*Stated exercise*:
Could you rewrite, as a numbered list without blank lines, only the entries from the line containing "[pin] rough bark" through the final line?

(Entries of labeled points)
<<<<
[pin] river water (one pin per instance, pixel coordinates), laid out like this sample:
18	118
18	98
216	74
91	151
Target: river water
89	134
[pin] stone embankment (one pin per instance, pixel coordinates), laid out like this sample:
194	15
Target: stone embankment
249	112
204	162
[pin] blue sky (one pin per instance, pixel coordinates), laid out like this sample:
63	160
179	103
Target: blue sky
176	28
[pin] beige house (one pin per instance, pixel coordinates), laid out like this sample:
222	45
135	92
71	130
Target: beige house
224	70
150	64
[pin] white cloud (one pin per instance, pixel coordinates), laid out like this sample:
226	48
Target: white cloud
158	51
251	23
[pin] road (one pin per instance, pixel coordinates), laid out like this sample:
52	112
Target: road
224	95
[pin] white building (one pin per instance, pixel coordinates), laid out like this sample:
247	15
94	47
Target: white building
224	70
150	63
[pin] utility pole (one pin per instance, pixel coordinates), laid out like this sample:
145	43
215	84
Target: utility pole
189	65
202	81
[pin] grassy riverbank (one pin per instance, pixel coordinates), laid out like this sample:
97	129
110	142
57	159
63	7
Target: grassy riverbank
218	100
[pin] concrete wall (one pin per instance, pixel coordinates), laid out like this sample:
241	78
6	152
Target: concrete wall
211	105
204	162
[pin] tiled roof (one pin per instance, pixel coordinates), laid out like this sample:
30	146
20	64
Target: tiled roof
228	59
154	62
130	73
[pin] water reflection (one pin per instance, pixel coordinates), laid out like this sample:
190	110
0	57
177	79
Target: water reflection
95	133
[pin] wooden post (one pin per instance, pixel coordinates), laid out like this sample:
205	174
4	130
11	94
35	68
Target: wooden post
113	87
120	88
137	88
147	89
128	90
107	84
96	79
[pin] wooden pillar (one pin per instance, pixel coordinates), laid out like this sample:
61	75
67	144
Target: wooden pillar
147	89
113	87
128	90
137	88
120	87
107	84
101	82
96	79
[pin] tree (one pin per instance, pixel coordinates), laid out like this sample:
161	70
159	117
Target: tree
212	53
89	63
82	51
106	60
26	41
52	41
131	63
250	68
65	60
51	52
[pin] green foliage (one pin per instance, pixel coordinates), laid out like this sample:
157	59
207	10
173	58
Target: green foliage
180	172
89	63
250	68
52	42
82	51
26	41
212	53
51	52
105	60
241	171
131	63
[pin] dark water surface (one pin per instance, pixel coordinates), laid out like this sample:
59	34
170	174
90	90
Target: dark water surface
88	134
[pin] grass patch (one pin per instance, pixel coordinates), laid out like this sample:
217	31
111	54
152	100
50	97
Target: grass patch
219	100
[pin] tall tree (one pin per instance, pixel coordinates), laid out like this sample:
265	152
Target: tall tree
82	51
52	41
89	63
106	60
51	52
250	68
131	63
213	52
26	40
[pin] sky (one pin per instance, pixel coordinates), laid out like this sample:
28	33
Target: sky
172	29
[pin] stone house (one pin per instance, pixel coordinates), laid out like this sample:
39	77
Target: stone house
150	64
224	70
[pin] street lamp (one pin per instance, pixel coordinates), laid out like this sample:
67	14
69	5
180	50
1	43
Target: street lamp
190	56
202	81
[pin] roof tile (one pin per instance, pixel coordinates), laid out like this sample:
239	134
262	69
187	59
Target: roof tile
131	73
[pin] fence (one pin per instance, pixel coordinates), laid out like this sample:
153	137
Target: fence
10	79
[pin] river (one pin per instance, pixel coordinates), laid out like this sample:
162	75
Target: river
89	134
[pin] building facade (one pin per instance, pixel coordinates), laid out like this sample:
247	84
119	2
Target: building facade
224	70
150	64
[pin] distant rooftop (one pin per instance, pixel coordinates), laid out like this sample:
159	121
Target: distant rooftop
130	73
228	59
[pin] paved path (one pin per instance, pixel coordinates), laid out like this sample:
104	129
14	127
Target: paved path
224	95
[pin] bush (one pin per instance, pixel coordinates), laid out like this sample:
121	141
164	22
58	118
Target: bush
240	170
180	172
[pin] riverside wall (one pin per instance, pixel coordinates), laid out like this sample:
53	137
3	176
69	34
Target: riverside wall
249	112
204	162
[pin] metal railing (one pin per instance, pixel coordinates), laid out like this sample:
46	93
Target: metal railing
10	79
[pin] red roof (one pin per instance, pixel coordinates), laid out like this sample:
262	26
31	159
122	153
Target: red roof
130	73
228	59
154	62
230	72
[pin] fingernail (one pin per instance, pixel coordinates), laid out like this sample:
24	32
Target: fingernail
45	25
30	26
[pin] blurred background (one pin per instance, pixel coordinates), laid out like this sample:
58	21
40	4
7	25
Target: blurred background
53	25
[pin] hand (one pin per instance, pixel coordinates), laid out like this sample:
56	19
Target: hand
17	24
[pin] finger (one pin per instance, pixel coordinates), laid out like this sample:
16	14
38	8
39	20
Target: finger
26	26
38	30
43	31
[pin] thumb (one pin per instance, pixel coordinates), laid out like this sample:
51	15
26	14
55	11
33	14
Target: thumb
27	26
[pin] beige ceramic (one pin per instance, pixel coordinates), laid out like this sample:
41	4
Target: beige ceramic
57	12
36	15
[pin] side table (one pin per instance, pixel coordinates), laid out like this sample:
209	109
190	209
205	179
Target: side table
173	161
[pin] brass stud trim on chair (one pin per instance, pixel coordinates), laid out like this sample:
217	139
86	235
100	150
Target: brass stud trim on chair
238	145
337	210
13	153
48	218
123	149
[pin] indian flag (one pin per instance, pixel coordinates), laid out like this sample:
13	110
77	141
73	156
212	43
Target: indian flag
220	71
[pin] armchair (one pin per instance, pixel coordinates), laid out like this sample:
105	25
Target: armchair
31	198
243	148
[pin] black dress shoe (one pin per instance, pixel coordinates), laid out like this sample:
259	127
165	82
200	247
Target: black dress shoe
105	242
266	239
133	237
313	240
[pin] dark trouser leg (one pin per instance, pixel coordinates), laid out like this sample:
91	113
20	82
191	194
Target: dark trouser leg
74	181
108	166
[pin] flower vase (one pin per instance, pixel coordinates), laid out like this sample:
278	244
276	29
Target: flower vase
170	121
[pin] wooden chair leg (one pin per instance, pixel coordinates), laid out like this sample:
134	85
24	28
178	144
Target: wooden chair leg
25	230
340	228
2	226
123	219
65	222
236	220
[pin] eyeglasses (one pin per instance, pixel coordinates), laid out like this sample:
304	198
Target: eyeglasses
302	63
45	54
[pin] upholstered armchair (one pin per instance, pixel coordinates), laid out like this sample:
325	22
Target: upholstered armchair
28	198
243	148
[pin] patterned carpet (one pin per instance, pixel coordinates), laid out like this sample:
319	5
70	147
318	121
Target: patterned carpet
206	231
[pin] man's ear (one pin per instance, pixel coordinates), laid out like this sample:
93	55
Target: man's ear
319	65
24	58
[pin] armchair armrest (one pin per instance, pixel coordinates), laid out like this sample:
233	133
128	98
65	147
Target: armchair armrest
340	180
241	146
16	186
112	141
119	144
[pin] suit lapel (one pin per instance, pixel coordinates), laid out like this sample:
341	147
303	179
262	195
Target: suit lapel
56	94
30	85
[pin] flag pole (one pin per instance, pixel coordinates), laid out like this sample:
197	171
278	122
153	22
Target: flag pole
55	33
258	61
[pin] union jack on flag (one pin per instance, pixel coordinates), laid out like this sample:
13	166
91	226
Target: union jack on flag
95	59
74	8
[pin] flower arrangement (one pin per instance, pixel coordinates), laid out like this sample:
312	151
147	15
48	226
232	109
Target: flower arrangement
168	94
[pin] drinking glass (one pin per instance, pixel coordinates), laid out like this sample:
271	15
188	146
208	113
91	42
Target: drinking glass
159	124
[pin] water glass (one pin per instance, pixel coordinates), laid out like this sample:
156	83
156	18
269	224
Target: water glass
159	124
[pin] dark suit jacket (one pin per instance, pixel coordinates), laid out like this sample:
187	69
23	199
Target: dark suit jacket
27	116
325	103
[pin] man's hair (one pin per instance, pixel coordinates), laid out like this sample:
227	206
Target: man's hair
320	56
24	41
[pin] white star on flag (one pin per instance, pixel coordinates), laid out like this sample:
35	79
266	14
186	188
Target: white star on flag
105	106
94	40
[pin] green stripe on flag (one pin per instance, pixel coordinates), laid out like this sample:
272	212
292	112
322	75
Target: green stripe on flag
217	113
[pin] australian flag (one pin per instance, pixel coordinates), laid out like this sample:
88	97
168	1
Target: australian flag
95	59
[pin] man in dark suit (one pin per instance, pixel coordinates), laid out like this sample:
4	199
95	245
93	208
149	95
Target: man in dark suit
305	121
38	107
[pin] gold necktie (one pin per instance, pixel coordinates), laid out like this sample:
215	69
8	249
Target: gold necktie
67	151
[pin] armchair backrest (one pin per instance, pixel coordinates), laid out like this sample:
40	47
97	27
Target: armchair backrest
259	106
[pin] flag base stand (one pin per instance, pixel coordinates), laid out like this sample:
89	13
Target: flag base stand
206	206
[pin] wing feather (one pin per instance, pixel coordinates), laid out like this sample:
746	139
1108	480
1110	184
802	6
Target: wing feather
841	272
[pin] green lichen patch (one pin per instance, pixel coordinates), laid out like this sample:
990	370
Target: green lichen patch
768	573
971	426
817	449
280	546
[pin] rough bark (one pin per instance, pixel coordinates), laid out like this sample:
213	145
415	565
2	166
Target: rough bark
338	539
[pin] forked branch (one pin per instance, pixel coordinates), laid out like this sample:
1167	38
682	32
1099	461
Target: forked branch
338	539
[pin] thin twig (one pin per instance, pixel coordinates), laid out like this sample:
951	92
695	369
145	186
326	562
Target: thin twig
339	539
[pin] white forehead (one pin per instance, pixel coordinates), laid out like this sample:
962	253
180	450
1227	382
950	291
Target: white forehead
>>>>
*Solution for this task*:
1. [pin] rough bark (one pin per instance, pixel coordinates), laid out like this sample:
2. 213	145
3. 415	565
4. 2	166
5. Target: rough bark
6. 338	539
7. [pin] forked branch (one pin per instance, pixel coordinates), laid out like this sample:
8. 1167	38
9. 682	32
10. 1099	461
11. Target: forked branch
12. 338	539
13. [pin] thin twig (one pin per instance, pixel coordinates), laid out like this sample:
14. 951	92
15. 695	369
16. 145	186
17. 326	562
18. Target: thin twig
19. 339	539
20. [pin] white forehead (one pin per instance, pixel coordinates), laid out like this sample:
21. 962	253
22. 180	450
23. 1227	382
24. 950	291
25. Target: white forehead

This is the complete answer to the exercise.